## [Exercise details]
Copy, without any changes, the lines in the listing below from the one containing "of the pine" through the end of the listing, inclusive.

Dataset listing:
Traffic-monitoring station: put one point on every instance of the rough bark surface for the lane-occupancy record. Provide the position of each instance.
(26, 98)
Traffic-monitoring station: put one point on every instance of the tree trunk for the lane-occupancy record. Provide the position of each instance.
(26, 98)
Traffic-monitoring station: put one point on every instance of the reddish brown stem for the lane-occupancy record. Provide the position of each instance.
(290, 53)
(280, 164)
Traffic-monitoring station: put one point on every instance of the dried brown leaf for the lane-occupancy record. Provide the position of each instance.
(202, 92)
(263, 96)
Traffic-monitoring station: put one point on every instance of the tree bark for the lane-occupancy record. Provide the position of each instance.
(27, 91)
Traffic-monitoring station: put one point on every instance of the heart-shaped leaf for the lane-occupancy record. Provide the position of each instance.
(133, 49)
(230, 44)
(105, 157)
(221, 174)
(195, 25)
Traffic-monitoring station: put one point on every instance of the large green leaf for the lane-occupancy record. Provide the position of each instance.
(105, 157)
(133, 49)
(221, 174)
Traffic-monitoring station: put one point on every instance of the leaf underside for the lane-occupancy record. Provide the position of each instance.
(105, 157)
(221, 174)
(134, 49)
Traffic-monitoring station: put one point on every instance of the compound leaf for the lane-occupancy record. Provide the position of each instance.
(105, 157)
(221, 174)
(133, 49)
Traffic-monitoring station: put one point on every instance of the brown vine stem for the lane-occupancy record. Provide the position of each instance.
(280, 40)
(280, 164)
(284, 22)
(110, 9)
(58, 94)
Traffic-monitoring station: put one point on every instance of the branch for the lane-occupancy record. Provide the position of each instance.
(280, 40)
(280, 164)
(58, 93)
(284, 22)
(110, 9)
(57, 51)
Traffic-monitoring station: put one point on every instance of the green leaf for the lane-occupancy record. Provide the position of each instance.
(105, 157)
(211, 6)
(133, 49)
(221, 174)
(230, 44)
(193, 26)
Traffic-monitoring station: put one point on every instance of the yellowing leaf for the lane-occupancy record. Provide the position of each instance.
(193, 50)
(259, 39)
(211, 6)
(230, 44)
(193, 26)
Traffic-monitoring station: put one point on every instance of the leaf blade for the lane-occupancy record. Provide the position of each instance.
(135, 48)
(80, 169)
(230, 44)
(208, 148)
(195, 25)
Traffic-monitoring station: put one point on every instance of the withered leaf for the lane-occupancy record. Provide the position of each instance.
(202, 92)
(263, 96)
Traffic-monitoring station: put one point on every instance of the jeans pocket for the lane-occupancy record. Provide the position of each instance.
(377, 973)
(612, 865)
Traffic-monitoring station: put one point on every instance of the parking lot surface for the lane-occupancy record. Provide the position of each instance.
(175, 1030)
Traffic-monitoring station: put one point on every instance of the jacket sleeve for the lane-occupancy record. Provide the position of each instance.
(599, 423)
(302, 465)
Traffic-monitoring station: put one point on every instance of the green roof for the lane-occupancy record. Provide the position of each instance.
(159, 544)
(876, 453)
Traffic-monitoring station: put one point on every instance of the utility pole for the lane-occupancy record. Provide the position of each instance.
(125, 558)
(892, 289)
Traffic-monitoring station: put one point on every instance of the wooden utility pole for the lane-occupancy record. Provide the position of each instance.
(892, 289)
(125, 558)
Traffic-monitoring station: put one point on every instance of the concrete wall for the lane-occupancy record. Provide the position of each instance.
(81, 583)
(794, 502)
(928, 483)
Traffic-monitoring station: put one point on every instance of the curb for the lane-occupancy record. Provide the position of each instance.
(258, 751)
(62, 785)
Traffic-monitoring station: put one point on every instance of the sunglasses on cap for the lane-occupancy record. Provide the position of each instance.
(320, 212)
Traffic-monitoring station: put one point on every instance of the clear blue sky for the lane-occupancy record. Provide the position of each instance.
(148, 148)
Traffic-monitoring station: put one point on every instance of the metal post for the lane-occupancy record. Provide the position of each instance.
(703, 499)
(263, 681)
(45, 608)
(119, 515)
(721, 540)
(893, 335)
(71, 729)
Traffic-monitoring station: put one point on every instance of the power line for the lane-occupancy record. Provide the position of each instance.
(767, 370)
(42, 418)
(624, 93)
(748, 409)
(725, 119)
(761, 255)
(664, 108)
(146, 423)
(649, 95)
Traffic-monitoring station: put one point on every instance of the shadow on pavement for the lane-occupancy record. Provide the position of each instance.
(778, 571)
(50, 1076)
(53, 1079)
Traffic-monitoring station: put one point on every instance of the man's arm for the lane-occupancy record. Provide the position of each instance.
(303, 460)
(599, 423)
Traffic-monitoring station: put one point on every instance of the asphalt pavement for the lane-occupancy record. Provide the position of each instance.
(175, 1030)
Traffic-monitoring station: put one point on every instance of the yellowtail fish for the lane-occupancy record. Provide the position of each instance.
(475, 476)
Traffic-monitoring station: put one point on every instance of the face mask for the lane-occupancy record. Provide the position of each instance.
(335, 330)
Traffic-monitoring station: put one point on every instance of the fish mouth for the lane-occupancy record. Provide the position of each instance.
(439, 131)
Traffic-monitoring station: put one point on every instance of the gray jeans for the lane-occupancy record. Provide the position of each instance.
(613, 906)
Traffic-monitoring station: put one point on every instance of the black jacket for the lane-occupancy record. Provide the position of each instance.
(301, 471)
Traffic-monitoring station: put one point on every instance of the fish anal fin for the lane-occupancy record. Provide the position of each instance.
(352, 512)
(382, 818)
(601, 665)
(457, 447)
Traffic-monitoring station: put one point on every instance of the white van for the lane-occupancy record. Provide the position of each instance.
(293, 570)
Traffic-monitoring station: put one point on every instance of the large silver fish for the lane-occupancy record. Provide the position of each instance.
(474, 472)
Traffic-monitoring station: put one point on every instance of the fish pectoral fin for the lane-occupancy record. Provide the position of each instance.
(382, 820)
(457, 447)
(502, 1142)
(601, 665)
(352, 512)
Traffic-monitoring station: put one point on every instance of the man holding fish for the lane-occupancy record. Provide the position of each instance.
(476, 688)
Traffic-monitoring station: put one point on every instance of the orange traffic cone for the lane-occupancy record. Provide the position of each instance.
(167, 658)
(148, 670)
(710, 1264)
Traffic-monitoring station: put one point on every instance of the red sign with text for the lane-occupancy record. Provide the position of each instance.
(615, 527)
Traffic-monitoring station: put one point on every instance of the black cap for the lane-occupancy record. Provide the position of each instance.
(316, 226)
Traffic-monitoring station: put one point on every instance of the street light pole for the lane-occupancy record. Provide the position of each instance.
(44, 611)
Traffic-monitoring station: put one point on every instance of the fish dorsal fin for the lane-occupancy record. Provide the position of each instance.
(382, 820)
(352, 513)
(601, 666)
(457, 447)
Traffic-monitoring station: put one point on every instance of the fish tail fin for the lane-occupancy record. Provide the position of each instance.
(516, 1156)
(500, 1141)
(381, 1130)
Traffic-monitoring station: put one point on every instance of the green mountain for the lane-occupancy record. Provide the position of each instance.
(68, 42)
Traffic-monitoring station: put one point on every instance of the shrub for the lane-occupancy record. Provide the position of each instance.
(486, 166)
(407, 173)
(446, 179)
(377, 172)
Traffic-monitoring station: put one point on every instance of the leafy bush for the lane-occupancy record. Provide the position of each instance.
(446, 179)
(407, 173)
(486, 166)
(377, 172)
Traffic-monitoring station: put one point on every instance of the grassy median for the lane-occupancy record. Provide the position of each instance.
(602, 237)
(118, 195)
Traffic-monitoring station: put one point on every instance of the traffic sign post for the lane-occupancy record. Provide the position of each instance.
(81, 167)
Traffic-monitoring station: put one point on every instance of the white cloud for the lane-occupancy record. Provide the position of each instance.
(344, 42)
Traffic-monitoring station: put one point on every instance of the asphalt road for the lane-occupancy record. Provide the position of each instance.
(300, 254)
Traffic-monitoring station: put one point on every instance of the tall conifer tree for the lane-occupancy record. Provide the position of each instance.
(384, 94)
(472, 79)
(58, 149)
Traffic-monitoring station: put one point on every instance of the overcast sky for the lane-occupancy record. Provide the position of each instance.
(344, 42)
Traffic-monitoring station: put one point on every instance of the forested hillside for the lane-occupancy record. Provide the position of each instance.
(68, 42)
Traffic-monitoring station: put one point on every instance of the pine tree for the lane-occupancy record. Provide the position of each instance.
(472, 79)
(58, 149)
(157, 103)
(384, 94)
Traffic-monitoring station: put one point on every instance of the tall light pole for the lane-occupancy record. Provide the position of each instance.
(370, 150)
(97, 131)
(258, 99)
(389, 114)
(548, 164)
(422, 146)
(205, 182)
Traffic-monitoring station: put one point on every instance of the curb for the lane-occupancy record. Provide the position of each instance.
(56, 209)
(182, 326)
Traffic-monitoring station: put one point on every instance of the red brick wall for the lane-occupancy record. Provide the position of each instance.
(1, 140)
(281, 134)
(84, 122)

## [Solution]
Traffic-monitoring station: put one point on every instance of the pine tree for the lane-occupancy record. Provide the position of each instance.
(472, 79)
(58, 149)
(157, 103)
(384, 94)
Traffic-monitoring station: put one point on every instance of the tall light pole for the lane-occupancy record. Provide the position of each instance.
(370, 150)
(97, 131)
(258, 99)
(389, 114)
(548, 164)
(422, 146)
(205, 182)
Traffic-monitoring station: put one point on every instance of the curb for the lane-occupancy record. Provide the position of each instance.
(56, 209)
(182, 326)
Traffic-monitoring station: put one point on every instance of the red brick wall for the lane-occupancy record. Provide the position of each instance.
(1, 140)
(281, 134)
(84, 122)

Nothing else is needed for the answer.